• Task instructions: Revise the entries between the lines holding "Practice. Indicate each instance of the tree" and "x=21, y=194", inclusive, changing "green foliage" to "leafy greenery" and keeping everything else the same. Give only those lines.

[Start of Dataset records]

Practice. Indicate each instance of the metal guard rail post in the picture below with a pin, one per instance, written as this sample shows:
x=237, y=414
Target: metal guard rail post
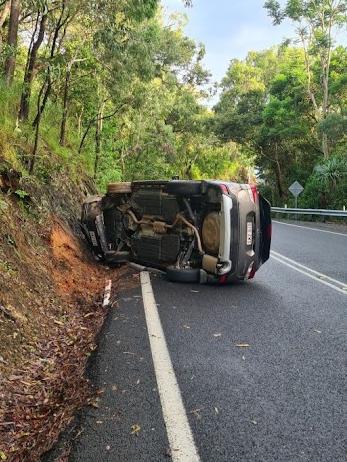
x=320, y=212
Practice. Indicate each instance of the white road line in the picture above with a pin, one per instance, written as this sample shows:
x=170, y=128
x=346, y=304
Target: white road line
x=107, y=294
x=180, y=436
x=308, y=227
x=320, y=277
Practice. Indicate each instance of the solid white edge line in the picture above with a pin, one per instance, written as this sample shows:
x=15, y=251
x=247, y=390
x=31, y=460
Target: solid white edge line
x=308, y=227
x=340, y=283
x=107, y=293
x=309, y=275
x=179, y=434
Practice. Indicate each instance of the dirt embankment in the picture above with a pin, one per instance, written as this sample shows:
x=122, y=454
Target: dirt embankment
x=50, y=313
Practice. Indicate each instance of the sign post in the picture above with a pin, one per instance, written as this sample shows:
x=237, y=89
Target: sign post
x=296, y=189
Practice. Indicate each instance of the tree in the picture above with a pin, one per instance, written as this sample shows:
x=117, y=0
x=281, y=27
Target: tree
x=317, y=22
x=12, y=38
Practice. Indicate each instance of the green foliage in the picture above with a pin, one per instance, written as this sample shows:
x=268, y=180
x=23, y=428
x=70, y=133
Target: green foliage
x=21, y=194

[End of Dataset records]
[Start of Dataset records]

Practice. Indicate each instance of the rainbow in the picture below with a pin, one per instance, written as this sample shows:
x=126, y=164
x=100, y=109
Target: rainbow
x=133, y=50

[End of Dataset records]
[Start of Dataset records]

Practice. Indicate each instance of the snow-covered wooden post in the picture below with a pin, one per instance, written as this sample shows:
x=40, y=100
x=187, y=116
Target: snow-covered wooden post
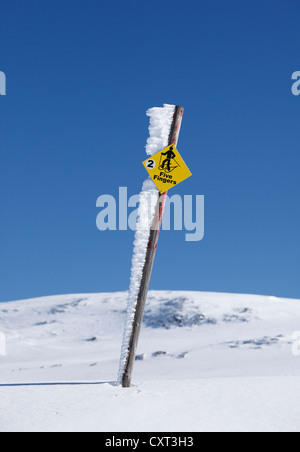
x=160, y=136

[End of Dataset records]

• Solution to this task:
Practice. Indicate each instance of the tree in the picture above with a pin, one per instance, written as this sample shows:
x=117, y=0
x=281, y=27
Target: tree
x=317, y=22
x=12, y=38
Practice. Indicate each instance of the leafy greenery in the picture above with a pin, one per instance, written as this sample shows:
x=268, y=180
x=23, y=428
x=70, y=133
Target: leafy greenery
x=21, y=194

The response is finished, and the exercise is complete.